--- EXERCISE INSTRUCTIONS ---
Write each entry out again exactly, with nothing omitted.

[Segmentation mask data]
■ ■ ■
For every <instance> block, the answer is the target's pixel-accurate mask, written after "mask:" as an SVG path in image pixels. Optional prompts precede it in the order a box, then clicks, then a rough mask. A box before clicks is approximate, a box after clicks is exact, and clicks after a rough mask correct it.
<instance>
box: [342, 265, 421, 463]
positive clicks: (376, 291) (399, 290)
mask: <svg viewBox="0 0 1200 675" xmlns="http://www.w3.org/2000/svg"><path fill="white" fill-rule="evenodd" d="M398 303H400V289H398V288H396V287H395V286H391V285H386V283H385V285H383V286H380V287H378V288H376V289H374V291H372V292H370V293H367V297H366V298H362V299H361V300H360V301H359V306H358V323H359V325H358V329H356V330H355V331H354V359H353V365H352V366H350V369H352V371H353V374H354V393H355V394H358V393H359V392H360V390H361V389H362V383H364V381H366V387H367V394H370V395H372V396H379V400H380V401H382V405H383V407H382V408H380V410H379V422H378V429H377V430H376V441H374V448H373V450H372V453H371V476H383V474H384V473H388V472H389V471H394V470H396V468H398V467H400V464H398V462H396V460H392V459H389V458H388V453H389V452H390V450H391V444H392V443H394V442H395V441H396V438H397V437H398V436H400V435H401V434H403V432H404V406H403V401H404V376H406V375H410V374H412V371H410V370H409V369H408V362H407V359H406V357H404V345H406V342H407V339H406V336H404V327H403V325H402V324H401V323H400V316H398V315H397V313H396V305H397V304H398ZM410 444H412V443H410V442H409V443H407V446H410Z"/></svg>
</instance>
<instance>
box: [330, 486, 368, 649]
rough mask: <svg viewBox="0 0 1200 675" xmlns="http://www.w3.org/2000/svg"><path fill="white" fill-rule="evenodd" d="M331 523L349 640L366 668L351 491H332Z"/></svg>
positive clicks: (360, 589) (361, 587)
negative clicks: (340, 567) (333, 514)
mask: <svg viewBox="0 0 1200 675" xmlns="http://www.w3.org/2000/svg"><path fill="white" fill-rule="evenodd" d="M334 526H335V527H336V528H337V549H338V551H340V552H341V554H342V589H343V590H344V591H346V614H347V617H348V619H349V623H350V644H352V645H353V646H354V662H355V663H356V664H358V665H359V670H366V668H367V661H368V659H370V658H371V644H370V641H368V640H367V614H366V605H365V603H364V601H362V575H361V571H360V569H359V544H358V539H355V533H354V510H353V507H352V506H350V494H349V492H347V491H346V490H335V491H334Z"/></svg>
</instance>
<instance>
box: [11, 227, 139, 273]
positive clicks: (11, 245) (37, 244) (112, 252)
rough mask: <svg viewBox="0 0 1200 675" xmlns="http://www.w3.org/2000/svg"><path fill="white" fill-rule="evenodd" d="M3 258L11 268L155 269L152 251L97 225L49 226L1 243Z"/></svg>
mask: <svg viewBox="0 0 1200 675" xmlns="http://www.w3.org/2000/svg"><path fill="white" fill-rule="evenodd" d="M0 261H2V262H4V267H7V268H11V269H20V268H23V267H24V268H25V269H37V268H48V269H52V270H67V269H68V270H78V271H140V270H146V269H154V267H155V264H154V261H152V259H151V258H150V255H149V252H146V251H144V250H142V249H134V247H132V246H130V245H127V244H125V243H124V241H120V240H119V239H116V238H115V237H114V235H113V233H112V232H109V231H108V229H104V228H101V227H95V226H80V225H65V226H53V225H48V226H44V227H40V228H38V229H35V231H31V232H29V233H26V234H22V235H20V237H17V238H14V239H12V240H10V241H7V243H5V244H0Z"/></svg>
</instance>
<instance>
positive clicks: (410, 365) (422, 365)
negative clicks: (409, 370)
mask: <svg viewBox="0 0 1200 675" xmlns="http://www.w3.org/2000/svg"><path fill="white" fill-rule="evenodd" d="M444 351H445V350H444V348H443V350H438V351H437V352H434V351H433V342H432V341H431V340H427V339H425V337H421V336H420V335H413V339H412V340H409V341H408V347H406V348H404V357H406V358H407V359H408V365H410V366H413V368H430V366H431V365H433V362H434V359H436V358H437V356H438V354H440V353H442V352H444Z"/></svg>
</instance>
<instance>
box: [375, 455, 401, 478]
■ ■ ■
--- YOUR RESPONSE ---
For every <instance> block, the answer is the target's pixel-accurate mask, written after "mask:" as an SVG path in image pixels. Optional prompts precede it in the order a box, then clicks, then a rough mask. A box before clicks is approximate, a box after clicks is exact, and clicks after a rough mask correct it.
<instance>
box: [342, 265, 421, 463]
positive clicks: (376, 291) (399, 290)
mask: <svg viewBox="0 0 1200 675" xmlns="http://www.w3.org/2000/svg"><path fill="white" fill-rule="evenodd" d="M398 303H400V289H398V288H396V287H395V286H391V285H386V283H385V285H383V286H380V287H378V288H376V289H374V291H372V292H370V293H367V297H366V298H362V299H361V300H360V301H359V306H358V323H359V325H358V329H356V330H355V331H354V359H353V365H352V366H350V369H352V371H353V374H354V393H355V394H358V393H359V392H360V390H361V389H362V383H364V381H366V387H367V394H370V395H372V396H379V400H380V401H382V405H383V407H382V408H380V410H379V422H378V429H377V430H376V441H374V448H373V450H372V453H371V476H383V474H384V473H388V472H389V471H394V470H396V468H398V467H400V464H398V462H396V460H392V459H389V458H388V453H389V452H390V450H391V444H392V443H394V442H395V441H396V438H397V437H398V436H400V435H401V434H403V432H404V406H403V401H404V376H406V375H410V374H412V371H410V370H409V369H408V362H407V359H406V357H404V345H406V342H407V339H406V336H404V327H403V325H402V324H401V323H400V316H398V315H397V313H396V305H397V304H398ZM410 444H412V443H410V442H409V443H407V446H410Z"/></svg>
</instance>
<instance>
box: [330, 486, 368, 649]
rough mask: <svg viewBox="0 0 1200 675" xmlns="http://www.w3.org/2000/svg"><path fill="white" fill-rule="evenodd" d="M331 523L349 640L366 668L351 491H332Z"/></svg>
positive clicks: (360, 589) (361, 587)
negative clicks: (340, 567) (333, 514)
mask: <svg viewBox="0 0 1200 675" xmlns="http://www.w3.org/2000/svg"><path fill="white" fill-rule="evenodd" d="M334 526H335V527H336V528H337V549H338V551H340V552H341V554H342V589H343V590H344V591H346V614H347V617H348V619H349V623H350V644H352V645H353V646H354V662H355V663H356V664H358V665H359V670H366V668H367V661H368V659H370V658H371V644H370V641H368V640H367V614H366V605H365V603H364V601H362V575H361V571H360V569H359V544H358V539H355V533H354V510H353V507H352V506H350V494H349V492H347V491H346V490H335V491H334Z"/></svg>
</instance>
<instance>
box: [11, 227, 139, 273]
positive clicks: (11, 245) (37, 244) (112, 252)
rough mask: <svg viewBox="0 0 1200 675" xmlns="http://www.w3.org/2000/svg"><path fill="white" fill-rule="evenodd" d="M3 258L11 268L155 269L152 251L97 225L49 226L1 243Z"/></svg>
mask: <svg viewBox="0 0 1200 675" xmlns="http://www.w3.org/2000/svg"><path fill="white" fill-rule="evenodd" d="M0 261H2V262H4V267H7V268H11V269H20V268H23V267H24V268H25V269H37V268H48V269H52V270H67V269H68V270H78V271H140V270H146V269H154V267H155V264H154V261H152V259H151V258H150V255H149V252H146V251H144V250H142V249H134V247H132V246H130V245H127V244H125V243H124V241H120V240H119V239H116V238H115V237H114V235H113V233H112V232H109V231H108V229H104V228H101V227H95V226H80V225H65V226H53V225H48V226H44V227H40V228H38V229H35V231H31V232H29V233H26V234H22V235H20V237H17V238H14V239H12V240H10V241H7V243H5V244H0Z"/></svg>
</instance>
<instance>
positive clicks: (410, 365) (422, 365)
negative clicks: (409, 370)
mask: <svg viewBox="0 0 1200 675" xmlns="http://www.w3.org/2000/svg"><path fill="white" fill-rule="evenodd" d="M444 351H445V350H444V348H443V350H438V351H437V352H434V351H433V342H432V341H431V340H427V339H425V337H421V336H420V335H413V339H412V340H409V341H408V347H406V348H404V357H406V358H407V359H408V365H410V366H413V368H430V366H431V365H433V362H434V359H436V358H437V356H438V354H440V353H442V352H444Z"/></svg>
</instance>
<instance>
box: [375, 455, 401, 478]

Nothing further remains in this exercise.